Start Records shown

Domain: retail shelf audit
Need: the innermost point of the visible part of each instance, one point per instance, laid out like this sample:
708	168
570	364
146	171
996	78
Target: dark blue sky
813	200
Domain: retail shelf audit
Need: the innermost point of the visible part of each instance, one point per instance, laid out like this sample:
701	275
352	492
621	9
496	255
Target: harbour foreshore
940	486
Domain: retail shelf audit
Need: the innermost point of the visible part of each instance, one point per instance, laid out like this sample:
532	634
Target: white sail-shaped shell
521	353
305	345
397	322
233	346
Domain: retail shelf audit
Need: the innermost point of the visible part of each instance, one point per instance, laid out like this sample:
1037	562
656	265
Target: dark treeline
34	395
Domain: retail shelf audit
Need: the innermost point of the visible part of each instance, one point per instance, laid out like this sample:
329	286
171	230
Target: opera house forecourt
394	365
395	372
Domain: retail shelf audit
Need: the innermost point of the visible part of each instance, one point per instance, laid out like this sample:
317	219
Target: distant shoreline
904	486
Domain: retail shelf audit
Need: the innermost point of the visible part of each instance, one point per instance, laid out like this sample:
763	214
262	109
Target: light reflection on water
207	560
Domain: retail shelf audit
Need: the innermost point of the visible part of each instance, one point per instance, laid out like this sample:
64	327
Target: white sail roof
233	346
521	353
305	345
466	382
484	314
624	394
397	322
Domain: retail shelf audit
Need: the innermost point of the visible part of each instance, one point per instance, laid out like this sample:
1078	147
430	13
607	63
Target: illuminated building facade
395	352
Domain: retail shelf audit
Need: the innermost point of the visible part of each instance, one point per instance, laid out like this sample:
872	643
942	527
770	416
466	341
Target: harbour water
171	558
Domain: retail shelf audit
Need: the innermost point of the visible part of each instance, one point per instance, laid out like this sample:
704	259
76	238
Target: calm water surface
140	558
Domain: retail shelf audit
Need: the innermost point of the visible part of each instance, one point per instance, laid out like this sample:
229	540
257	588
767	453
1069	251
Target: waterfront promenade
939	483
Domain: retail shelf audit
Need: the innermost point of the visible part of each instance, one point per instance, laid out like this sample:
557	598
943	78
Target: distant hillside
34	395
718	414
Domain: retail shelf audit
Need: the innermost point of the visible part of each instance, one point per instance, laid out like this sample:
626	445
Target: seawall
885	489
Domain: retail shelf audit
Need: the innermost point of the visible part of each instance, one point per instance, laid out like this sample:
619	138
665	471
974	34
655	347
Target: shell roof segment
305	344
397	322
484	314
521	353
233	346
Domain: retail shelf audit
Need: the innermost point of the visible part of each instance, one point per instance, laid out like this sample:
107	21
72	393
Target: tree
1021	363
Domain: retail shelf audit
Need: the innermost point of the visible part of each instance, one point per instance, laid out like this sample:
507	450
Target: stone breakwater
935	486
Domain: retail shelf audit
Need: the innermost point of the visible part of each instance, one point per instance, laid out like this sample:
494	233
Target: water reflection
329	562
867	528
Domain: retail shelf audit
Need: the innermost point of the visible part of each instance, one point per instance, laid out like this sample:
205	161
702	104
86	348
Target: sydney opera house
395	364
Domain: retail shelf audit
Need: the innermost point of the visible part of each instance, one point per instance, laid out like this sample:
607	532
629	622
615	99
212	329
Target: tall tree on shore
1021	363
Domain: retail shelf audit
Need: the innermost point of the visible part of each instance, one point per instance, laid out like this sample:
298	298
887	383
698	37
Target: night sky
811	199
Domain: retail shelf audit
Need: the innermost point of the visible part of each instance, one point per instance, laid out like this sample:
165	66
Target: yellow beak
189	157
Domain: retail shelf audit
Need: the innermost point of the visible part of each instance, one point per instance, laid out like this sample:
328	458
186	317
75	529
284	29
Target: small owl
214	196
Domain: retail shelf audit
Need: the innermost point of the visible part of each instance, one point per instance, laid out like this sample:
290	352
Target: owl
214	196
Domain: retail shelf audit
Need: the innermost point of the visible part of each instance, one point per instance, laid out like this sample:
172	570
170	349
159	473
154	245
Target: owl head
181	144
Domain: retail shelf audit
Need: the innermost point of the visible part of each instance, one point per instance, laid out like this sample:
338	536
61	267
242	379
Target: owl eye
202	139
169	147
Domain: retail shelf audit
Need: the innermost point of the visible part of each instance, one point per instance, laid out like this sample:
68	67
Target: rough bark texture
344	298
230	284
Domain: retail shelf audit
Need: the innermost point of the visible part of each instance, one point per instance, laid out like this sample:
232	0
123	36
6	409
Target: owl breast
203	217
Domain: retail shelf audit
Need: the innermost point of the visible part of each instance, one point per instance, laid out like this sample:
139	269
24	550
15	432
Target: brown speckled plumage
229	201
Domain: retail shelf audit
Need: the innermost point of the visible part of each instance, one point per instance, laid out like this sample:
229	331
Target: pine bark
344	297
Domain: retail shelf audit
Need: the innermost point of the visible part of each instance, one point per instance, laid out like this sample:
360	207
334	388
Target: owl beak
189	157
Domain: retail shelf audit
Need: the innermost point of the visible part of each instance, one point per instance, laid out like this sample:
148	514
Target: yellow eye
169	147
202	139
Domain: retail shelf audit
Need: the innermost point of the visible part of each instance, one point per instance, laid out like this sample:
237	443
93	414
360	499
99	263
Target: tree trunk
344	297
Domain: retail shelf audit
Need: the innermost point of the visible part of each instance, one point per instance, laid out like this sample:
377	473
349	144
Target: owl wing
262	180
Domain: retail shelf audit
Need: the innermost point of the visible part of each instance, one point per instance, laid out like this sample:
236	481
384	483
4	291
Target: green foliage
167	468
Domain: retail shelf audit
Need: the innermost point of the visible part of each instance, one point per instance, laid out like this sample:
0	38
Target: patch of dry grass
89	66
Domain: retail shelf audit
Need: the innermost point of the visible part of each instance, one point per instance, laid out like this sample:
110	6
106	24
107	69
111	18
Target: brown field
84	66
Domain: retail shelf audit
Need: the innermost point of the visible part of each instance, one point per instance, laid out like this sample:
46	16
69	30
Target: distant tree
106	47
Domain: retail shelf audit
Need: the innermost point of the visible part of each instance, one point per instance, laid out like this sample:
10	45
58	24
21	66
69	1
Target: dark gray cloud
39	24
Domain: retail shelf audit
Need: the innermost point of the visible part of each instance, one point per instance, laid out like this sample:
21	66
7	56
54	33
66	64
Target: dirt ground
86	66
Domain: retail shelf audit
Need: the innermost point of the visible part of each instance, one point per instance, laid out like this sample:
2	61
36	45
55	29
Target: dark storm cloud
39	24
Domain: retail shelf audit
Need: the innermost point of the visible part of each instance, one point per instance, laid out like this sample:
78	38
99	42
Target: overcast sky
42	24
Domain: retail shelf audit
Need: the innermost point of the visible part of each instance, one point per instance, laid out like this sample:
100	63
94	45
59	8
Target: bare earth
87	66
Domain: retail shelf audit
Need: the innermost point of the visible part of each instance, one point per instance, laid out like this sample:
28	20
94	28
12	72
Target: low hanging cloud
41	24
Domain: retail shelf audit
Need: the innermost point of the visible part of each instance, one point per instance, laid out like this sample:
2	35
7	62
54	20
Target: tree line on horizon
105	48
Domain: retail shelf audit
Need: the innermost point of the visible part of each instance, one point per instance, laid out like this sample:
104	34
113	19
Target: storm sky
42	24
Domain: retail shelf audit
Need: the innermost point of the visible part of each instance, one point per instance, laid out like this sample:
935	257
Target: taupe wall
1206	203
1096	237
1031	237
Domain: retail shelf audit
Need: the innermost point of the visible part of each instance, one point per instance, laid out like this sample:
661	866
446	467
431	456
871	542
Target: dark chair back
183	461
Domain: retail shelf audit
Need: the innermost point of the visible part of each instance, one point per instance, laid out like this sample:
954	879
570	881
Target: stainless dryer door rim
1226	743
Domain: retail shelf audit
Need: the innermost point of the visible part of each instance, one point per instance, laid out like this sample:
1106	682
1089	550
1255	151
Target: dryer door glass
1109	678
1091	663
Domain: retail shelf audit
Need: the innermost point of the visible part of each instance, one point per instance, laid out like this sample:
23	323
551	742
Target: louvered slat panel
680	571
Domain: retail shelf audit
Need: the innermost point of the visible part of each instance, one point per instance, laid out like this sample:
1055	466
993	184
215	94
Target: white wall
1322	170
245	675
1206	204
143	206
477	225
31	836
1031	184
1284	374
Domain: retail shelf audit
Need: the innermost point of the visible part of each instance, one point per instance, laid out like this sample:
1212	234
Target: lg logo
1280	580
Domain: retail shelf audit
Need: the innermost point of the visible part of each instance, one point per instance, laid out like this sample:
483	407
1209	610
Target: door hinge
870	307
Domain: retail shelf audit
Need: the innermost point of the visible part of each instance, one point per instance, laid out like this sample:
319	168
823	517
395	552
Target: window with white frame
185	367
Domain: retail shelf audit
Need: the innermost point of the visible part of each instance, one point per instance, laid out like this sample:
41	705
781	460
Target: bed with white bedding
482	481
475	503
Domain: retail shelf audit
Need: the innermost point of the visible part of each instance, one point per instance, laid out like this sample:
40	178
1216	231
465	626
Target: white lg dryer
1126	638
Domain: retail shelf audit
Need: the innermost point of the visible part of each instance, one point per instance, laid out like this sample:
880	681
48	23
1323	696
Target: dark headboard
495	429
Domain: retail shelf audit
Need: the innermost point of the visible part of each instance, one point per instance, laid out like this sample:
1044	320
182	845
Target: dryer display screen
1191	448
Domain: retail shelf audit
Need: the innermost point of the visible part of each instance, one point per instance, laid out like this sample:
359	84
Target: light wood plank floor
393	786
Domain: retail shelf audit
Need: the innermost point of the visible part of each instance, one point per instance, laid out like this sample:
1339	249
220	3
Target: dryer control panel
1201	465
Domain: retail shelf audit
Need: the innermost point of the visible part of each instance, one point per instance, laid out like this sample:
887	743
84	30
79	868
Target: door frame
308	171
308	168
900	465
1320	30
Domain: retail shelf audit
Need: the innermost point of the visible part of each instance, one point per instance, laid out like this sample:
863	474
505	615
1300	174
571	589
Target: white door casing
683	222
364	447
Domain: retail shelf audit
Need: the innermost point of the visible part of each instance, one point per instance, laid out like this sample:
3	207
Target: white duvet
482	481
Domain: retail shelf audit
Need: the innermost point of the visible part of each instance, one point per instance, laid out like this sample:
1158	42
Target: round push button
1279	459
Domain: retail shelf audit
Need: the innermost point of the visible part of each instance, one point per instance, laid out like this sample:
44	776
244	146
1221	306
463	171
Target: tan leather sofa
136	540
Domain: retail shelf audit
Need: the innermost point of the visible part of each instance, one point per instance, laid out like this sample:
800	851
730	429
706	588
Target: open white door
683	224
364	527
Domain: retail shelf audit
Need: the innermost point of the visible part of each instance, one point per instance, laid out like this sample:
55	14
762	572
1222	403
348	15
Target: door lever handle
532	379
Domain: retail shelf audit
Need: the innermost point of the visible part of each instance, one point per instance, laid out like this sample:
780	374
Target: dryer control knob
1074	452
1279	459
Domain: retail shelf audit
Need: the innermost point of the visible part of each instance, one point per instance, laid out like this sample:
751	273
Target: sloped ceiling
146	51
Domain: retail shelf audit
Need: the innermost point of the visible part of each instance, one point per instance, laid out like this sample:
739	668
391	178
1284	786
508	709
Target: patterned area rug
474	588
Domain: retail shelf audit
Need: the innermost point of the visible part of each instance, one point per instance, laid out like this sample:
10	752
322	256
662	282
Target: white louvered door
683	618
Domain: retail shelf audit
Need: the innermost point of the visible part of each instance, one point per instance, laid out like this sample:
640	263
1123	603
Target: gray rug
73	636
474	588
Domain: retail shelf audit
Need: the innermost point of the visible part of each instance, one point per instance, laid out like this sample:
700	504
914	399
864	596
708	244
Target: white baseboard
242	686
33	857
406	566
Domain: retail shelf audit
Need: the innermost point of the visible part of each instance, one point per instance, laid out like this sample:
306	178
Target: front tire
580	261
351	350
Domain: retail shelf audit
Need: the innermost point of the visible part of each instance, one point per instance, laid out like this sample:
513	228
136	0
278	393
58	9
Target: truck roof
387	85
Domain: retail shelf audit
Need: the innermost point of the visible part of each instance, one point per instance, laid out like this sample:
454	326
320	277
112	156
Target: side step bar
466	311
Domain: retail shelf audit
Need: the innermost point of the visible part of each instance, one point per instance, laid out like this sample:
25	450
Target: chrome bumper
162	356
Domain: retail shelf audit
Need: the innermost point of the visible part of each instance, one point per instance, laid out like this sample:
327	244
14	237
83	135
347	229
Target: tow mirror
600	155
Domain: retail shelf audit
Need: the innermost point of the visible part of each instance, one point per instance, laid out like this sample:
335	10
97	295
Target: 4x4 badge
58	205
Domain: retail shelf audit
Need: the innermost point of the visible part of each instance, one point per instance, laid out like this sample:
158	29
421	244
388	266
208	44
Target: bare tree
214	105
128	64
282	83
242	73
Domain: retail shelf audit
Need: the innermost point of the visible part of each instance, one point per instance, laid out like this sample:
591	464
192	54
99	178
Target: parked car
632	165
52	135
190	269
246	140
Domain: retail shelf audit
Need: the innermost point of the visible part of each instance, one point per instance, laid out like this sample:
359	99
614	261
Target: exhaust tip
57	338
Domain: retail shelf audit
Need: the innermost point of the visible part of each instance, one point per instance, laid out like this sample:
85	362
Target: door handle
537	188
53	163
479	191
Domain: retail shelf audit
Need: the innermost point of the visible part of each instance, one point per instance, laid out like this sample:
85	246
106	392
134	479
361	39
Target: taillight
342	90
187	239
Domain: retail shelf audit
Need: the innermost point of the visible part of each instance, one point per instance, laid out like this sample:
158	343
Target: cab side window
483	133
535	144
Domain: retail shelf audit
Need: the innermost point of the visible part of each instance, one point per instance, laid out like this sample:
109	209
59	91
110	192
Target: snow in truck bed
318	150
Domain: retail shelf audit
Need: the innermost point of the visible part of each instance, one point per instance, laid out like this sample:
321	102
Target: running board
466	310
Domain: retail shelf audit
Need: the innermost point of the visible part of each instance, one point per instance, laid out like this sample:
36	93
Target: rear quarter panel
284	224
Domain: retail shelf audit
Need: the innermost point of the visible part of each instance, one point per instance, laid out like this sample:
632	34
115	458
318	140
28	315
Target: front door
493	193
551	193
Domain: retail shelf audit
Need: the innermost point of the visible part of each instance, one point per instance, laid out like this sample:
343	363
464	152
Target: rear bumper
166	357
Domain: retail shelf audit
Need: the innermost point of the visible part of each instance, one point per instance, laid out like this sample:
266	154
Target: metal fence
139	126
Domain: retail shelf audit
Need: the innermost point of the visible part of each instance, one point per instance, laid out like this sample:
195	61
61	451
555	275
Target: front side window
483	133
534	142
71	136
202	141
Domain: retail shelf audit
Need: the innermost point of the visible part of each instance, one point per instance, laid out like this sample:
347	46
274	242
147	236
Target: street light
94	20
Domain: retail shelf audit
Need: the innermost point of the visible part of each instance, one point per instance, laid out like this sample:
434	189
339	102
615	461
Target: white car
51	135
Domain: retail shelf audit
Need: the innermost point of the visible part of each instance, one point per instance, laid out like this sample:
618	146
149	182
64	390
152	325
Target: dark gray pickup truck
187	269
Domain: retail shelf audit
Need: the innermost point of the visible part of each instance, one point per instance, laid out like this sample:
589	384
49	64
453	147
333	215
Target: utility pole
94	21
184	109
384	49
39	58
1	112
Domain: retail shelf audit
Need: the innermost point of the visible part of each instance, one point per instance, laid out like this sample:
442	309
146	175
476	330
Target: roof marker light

End Records shown

Your goal: Gather every line in the data above that holds the string "dark" and list them.

Complete response:
Target: dark blue sky
Target: dark treeline
Target: dark gray cloud
Target: dark storm cloud
Target: dark chair back
Target: dark headboard
Target: dark gray pickup truck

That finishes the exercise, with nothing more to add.